Goal of the exercise >>
Set down word for word the lines that begin the entries and run through the line containing "positive clicks: (493, 487)". Give nothing further.

Dataset entries >>
◇ ◇ ◇ ◇

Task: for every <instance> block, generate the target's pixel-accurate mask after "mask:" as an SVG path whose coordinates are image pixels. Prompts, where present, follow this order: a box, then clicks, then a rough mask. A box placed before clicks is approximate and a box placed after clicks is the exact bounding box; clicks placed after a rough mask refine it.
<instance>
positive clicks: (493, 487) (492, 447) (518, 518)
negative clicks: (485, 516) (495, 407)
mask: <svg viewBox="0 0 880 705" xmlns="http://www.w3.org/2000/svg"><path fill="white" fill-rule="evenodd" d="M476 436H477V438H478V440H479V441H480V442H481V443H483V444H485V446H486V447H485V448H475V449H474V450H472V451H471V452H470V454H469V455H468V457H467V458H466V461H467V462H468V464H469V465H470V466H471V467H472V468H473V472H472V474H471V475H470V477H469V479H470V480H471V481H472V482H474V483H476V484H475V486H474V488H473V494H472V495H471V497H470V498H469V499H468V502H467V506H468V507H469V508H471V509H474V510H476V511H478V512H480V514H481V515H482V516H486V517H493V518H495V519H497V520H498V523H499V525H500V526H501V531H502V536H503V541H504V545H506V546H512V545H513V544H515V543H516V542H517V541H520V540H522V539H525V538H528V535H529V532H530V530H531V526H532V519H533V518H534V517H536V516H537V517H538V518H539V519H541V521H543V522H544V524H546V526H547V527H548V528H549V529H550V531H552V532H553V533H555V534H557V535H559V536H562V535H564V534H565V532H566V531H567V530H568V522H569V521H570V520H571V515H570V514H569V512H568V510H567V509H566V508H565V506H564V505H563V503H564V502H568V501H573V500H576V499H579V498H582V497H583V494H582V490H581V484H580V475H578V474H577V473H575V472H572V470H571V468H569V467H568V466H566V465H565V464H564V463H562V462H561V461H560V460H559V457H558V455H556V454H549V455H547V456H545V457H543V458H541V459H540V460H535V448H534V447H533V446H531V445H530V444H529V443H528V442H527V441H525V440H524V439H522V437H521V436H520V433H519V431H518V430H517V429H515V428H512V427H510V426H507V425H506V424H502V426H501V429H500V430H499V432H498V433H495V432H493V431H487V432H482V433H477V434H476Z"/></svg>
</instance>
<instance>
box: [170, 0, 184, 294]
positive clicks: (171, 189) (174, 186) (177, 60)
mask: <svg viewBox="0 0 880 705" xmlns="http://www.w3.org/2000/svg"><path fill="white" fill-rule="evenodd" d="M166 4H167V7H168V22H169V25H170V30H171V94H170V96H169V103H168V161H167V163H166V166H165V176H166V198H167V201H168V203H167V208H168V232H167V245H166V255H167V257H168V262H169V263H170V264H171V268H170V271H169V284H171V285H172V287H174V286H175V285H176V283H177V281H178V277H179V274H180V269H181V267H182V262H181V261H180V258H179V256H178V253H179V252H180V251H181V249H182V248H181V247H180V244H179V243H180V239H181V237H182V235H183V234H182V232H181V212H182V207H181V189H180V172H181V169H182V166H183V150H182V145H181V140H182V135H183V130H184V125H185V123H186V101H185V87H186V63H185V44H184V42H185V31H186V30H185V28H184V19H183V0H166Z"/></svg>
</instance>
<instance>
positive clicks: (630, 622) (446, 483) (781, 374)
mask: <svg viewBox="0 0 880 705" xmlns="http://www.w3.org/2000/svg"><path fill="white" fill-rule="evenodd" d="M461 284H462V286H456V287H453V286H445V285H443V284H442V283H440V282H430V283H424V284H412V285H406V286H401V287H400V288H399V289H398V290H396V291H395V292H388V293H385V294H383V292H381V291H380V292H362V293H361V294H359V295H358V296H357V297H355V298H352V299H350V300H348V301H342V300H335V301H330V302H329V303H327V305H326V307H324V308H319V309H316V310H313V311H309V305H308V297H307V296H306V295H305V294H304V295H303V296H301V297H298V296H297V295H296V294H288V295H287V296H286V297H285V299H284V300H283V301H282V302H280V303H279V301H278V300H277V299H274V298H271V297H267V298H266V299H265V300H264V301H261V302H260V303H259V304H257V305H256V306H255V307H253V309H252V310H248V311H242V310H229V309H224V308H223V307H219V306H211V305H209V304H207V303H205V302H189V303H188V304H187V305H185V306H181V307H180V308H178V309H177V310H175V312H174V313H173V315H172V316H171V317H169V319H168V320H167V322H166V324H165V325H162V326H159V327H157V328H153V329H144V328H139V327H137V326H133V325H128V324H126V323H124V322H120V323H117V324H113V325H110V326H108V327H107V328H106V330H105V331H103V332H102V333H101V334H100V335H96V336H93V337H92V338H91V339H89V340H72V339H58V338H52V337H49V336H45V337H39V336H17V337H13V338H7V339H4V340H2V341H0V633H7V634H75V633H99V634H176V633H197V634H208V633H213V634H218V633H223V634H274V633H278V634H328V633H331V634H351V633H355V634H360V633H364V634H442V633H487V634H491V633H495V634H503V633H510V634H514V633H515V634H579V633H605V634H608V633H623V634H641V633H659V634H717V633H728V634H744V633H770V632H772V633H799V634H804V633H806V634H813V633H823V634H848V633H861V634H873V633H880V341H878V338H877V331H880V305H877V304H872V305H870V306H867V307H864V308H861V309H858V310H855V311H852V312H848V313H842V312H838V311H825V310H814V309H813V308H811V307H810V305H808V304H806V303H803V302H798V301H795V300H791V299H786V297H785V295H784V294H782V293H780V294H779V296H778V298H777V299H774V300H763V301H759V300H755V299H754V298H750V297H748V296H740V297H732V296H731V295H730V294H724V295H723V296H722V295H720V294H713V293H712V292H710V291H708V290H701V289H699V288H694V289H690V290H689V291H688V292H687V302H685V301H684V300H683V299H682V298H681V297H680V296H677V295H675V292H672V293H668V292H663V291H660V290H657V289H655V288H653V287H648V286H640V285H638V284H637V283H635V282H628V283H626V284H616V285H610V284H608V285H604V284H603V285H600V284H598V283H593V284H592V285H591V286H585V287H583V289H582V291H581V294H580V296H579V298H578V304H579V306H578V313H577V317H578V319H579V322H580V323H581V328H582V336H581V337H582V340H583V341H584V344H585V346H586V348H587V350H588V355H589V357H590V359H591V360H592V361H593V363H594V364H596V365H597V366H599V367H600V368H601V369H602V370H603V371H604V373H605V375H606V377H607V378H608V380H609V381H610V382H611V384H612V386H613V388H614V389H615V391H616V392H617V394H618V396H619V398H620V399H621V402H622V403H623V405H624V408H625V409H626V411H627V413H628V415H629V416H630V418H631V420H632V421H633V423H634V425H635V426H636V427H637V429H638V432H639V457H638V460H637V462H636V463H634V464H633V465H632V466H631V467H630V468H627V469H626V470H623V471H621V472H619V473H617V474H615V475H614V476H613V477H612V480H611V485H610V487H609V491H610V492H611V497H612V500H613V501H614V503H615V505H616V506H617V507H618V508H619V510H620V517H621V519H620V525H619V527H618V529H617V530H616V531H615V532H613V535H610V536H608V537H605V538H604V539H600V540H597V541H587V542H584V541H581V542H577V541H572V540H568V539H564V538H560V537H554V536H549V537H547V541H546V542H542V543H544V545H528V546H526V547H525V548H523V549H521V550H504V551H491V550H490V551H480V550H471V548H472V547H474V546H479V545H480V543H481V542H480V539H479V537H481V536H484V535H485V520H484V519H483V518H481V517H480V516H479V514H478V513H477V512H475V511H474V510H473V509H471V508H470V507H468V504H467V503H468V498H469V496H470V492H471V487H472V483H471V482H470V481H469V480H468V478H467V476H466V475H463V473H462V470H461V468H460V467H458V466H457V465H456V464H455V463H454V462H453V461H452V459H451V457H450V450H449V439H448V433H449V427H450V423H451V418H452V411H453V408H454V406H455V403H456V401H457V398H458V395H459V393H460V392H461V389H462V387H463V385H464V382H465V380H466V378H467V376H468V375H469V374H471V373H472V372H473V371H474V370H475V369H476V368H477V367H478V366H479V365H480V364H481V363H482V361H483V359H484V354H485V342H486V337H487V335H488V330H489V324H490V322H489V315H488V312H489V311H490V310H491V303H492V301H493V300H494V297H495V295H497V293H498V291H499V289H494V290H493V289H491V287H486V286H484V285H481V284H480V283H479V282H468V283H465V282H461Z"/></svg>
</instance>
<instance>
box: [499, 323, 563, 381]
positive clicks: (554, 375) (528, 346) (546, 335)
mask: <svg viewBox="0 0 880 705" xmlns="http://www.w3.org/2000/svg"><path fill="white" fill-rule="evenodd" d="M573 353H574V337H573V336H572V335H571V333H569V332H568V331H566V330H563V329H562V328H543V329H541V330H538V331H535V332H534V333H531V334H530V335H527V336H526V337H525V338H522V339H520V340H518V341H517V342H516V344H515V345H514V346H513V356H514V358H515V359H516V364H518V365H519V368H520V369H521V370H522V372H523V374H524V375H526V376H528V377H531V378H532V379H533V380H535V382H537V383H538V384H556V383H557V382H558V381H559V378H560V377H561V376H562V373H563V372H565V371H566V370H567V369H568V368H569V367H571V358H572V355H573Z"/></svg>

◇ ◇ ◇ ◇

Task response >>
Task: for every <instance> block, generate the target's pixel-accurate mask after "mask:" as an SVG path whose coordinates are image pixels. Prompts, where present, follow this order: a box, then clicks, then a rough mask. A box placed before clicks is approximate and a box placed after clicks is the exact bounding box; clicks placed after a rough mask refine it.
<instance>
positive clicks: (493, 487) (492, 447) (518, 518)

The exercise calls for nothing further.